*** TEKS BACAAN ***

Mengapa Metode I’jaz dalam Penafsiran Al-Qur’an Diperselisihkan Para Akademisi?
Al-Quran merupakan kitab suci umat Islam yang diyakini sebagai panduan dan solusi untuk permasalahan kehidupan manusia. Dalam pandangan umat Islam, al-Qur’an adalah wahyu Ilahi yang diterima Nabi Muhammad SAW melalui perantara malaikat Jibril. Namun akhir-akhir ini mendapatkan perhatian lebih dari para akademisi. Isi kandungan kitab suci ini jika dibahas tidak ada habisnya karena mengandung isi pokok yang lengkap dan kompleks seperti akidah, ibadah, muamalah, sejarah, akhlak dan hukum. Tidak hanya itu, pada saat ini juga berkembang diskusi bahwa al-Quran memuat jawaban sains modern. Al-Qur’an diyakini lebih dahulu membawa informasi ilmiah dibandingkan penemuan para ilmuwan. Pernyataan ini kemudian diklaim sebagai bagian dari kemukjizatan al Qur’an, yang kemudian disebut sebagai teori I’jaz.

***

*TUGAS ANDA:*
Kutiplah bagian teks bacaan yang dimulai dengan "Al-Quran merupakan kitab" dan berlanjut hingga "sebagai teori I’jaz.". Baris-baris berikut tidak berkaitan dengan teks bacaan.

*** BAHAN YANG DISEDIAKAN ***

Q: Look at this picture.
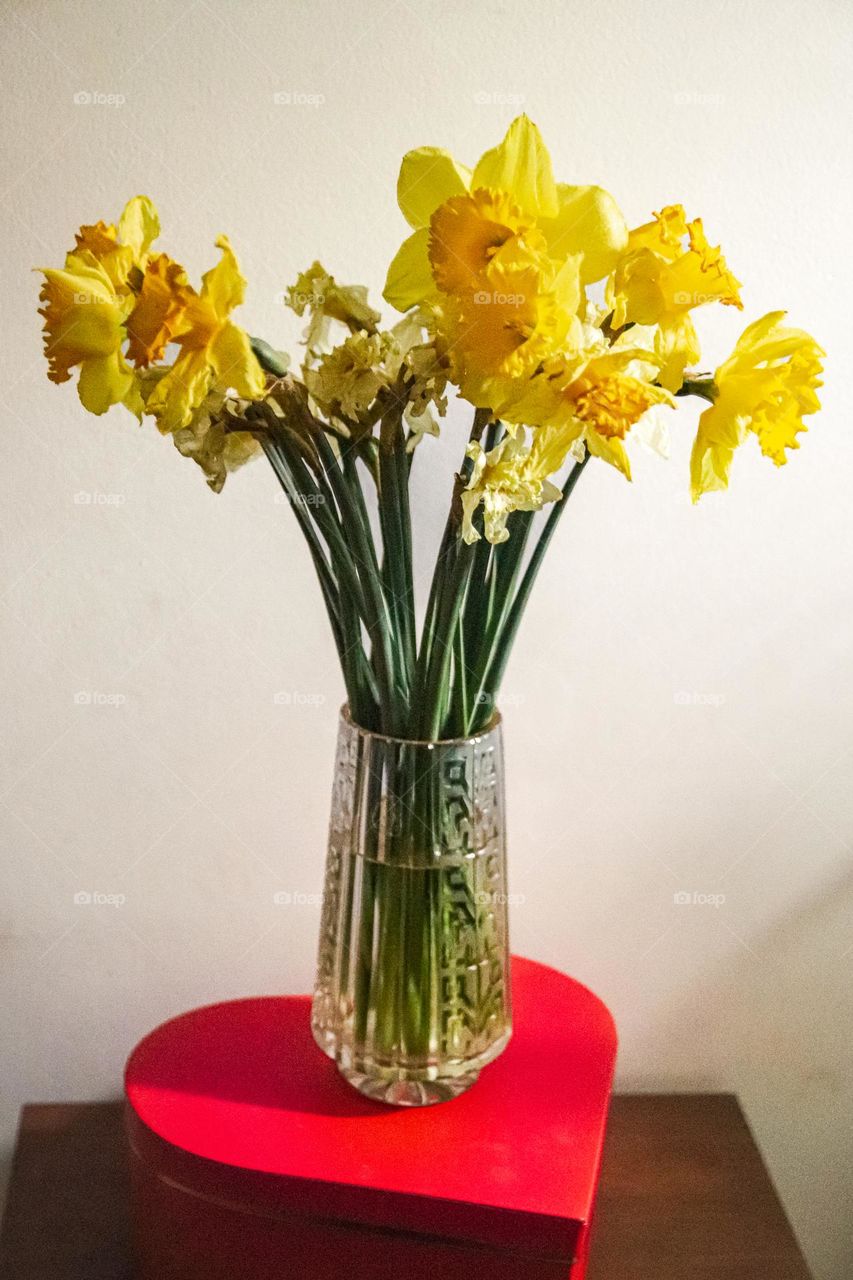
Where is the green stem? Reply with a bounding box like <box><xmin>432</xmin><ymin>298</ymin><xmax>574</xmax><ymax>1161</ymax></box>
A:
<box><xmin>473</xmin><ymin>453</ymin><xmax>590</xmax><ymax>721</ymax></box>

***

*JAWABAN TUGAS:*
Al-Quran merupakan kitab suci umat Islam yang diyakini sebagai panduan dan solusi untuk permasalahan kehidupan manusia. Dalam pandangan umat Islam, al-Qur’an adalah wahyu Ilahi yang diterima Nabi Muhammad SAW melalui perantara malaikat Jibril. Namun akhir-akhir ini mendapatkan perhatian lebih dari para akademisi. Isi kandungan kitab suci ini jika dibahas tidak ada habisnya karena mengandung isi pokok yang lengkap dan kompleks seperti akidah, ibadah, muamalah, sejarah, akhlak dan hukum. Tidak hanya itu, pada saat ini juga berkembang diskusi bahwa al-Quran memuat jawaban sains modern. Al-Qur’an diyakini lebih dahulu membawa informasi ilmiah dibandingkan penemuan para ilmuwan. Pernyataan ini kemudian diklaim sebagai bagian dari kemukjizatan al Qur’an, yang kemudian disebut sebagai teori I’jaz.